*Set problem*.
Turn the material below into a JSON list of strings, one string per line, leaving out blank lines and the picture placeholders.

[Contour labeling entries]
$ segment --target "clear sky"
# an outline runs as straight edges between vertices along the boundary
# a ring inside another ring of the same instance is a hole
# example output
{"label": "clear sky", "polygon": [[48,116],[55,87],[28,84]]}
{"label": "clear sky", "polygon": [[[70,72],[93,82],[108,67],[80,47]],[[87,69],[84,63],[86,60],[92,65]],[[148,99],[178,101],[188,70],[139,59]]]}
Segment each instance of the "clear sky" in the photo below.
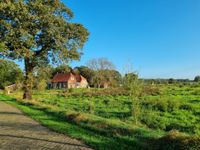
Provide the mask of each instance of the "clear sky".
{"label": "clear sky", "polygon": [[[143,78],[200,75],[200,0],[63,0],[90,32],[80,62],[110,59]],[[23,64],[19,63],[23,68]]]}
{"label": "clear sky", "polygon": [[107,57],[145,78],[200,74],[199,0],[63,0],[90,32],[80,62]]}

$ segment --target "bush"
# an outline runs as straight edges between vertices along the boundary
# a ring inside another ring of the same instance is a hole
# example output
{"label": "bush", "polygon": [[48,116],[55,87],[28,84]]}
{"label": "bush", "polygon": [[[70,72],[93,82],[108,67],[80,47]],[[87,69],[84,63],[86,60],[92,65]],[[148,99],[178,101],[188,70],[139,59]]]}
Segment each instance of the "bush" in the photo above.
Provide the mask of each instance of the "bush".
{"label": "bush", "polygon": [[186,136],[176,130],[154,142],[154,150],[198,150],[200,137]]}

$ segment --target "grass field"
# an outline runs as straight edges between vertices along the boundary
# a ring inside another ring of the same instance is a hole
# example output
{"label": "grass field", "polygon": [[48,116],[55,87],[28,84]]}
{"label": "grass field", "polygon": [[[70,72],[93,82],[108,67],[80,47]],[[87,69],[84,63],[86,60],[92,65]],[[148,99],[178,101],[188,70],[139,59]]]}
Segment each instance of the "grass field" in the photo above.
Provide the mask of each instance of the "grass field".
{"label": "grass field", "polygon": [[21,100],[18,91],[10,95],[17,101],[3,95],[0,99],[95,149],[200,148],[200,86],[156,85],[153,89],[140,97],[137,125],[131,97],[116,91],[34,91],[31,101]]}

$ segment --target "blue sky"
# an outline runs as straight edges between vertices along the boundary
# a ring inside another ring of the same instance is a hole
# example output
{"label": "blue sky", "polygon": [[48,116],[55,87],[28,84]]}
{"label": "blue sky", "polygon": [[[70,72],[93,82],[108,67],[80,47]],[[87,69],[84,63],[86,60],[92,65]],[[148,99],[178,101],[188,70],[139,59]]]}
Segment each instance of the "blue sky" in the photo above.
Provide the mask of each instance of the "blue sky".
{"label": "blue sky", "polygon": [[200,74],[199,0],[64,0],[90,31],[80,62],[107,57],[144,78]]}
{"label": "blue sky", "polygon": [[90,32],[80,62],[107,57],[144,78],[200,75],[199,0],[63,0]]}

*Result of this exercise*.
[
  "$ segment --target \"clear sky\"",
  "# an outline runs as straight edges between vertices along the boundary",
  "# a ring inside another ring of the same instance is a hole",
  "# example output",
  "{\"label\": \"clear sky\", \"polygon\": [[48,116],[55,87],[28,84]]}",
  "{\"label\": \"clear sky\", \"polygon\": [[[70,72],[93,82],[108,67],[80,47]],[[87,69],[84,63],[86,60],[92,65]],[[148,99],[178,101],[188,70],[139,59]]]}",
  "Segment each instance of the \"clear sky\" in the photo below.",
  "Provide the mask of each instance of the \"clear sky\".",
  "{\"label\": \"clear sky\", \"polygon\": [[[143,78],[200,75],[200,0],[63,0],[90,32],[80,62],[110,59]],[[23,64],[19,63],[23,68]]]}",
  "{\"label\": \"clear sky\", \"polygon\": [[107,57],[145,78],[200,74],[199,0],[63,0],[90,32],[80,62]]}",
  "$ segment --target \"bush\"",
  "# an outline runs as straight edges between vertices along the boundary",
  "# a ring inside another ring of the same instance is a hole",
  "# example output",
  "{\"label\": \"bush\", \"polygon\": [[48,116],[55,87],[28,84]]}",
  "{\"label\": \"bush\", \"polygon\": [[[70,72],[93,82],[108,67],[80,47]],[[87,69],[84,63],[86,60],[92,65]],[[148,99],[178,101],[188,70],[139,59]]]}",
  "Segment each instance of the \"bush\" in the photo above.",
  "Provide the mask of each instance of the \"bush\".",
  "{\"label\": \"bush\", \"polygon\": [[186,136],[176,130],[154,142],[154,150],[198,150],[200,137]]}",
  "$ segment --target \"grass field\"",
  "# an outline runs as straight edges between vertices along the boundary",
  "# a ring inside another ring of the same instance is a hole",
  "# example output",
  "{\"label\": \"grass field\", \"polygon\": [[48,116],[55,87],[28,84]]}",
  "{\"label\": \"grass field\", \"polygon\": [[[70,72],[93,82],[108,67],[80,47]],[[87,69],[84,63],[86,60],[92,65]],[[148,99],[178,101],[188,70],[139,59]]]}",
  "Segment each instance of the \"grass field\" in the photo above.",
  "Provide the mask of each instance of the \"grass field\".",
  "{\"label\": \"grass field\", \"polygon\": [[21,100],[18,91],[10,95],[17,101],[3,95],[0,99],[95,149],[200,148],[200,86],[156,85],[153,89],[140,97],[137,125],[131,97],[116,91],[34,91],[31,101]]}",
  "$ segment --target \"blue sky\"",
  "# an outline runs as straight edges between vertices along the boundary",
  "# a ring inside another ring of the same instance is a hole",
  "# example output",
  "{\"label\": \"blue sky\", \"polygon\": [[48,116],[55,87],[28,84]]}",
  "{\"label\": \"blue sky\", \"polygon\": [[[70,72],[93,82],[108,67],[80,47]],[[87,69],[84,63],[86,60],[92,65]],[[148,99],[178,101],[188,70],[139,59]]]}",
  "Segment each instance of the \"blue sky\" in the photo above.",
  "Provide the mask of each instance of the \"blue sky\".",
  "{\"label\": \"blue sky\", \"polygon\": [[200,74],[199,0],[64,0],[90,31],[80,62],[107,57],[144,78]]}",
  "{\"label\": \"blue sky\", \"polygon\": [[90,32],[80,62],[107,57],[144,78],[200,75],[199,0],[63,0]]}"
]